Brief - Copy out all the records below, replacing "annotation review" with "quality check" everywhere and keeping everything else the same. Leave the pictures out of your answer.

Input rows -
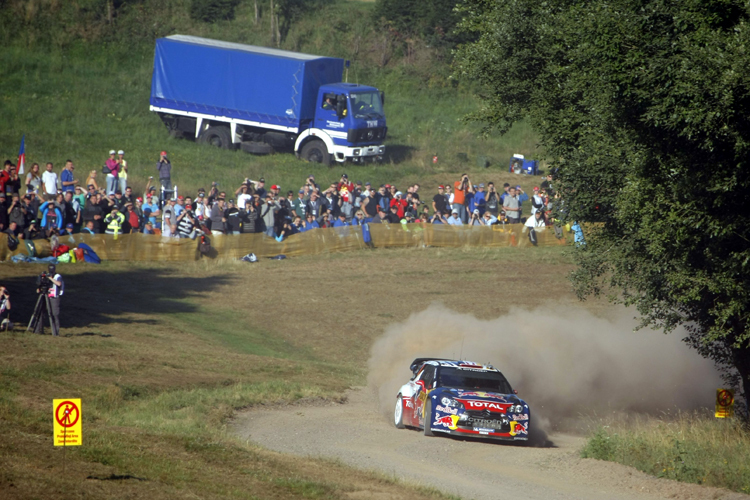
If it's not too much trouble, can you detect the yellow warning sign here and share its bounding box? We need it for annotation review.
[52,399,83,446]
[714,389,734,418]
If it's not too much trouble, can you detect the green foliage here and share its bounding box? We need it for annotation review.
[456,0,750,406]
[190,0,240,23]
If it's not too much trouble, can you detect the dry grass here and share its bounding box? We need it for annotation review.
[0,248,580,499]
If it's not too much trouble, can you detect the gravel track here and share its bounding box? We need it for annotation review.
[232,389,750,500]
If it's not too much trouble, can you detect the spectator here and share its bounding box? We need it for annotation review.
[448,208,464,226]
[451,174,471,222]
[81,194,104,233]
[81,220,97,234]
[0,286,13,331]
[42,163,57,200]
[503,187,521,224]
[102,149,120,196]
[161,198,177,238]
[482,210,497,226]
[122,187,135,205]
[472,183,487,215]
[156,151,172,194]
[432,185,448,214]
[104,205,125,236]
[516,186,529,219]
[60,160,78,195]
[177,207,197,239]
[485,182,502,218]
[86,170,100,191]
[245,202,259,234]
[117,149,128,194]
[211,198,228,235]
[384,205,401,224]
[531,186,546,215]
[224,200,242,234]
[123,203,141,233]
[26,163,42,193]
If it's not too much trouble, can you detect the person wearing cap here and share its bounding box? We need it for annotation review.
[156,151,172,192]
[531,186,545,215]
[60,160,78,193]
[117,149,132,194]
[448,208,464,226]
[34,264,65,337]
[503,186,521,224]
[391,191,408,220]
[432,185,448,215]
[103,149,120,196]
[61,191,81,232]
[104,204,125,236]
[42,162,57,200]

Output -
If it's not too much trouble, can you detect the yellow warning sign here and share its bounding box? We need it for quality check.
[52,399,83,446]
[714,389,734,418]
If it's not too much trouble, can you detect the green foliage here and share its bounding box? We need it for quality check.
[456,0,750,406]
[190,0,240,23]
If it's not too much trouble, can you detect the dry grass here and share its bounding box? We need it for quality check.
[0,248,580,499]
If it's not too much trouble, can you detect the gravel track here and share its bounding box? We need it for quality check.
[232,389,750,500]
If it's not too much trouble, can you detect the spectator here and share its bounding box? We need it for quality check.
[448,208,464,226]
[451,174,471,222]
[81,194,104,233]
[81,220,97,234]
[0,286,13,331]
[42,163,57,200]
[503,187,521,224]
[102,149,120,196]
[161,198,177,238]
[482,210,497,226]
[122,187,135,205]
[472,183,487,215]
[156,151,172,194]
[432,185,448,214]
[104,205,125,236]
[516,186,529,219]
[60,160,78,195]
[177,207,197,239]
[485,182,502,218]
[86,170,100,191]
[245,202,259,234]
[117,149,128,194]
[211,198,228,235]
[384,205,401,224]
[531,186,546,215]
[224,200,242,234]
[123,203,141,233]
[26,163,42,193]
If it's not too much trouble, can you detect the person wearing cap here and share its bounding box? We need it for quality check.
[156,151,172,192]
[531,186,545,215]
[60,160,78,193]
[117,149,132,194]
[448,208,464,226]
[34,264,65,337]
[503,186,521,224]
[391,191,408,220]
[432,185,448,215]
[103,149,120,196]
[61,191,81,232]
[104,204,125,236]
[42,162,57,200]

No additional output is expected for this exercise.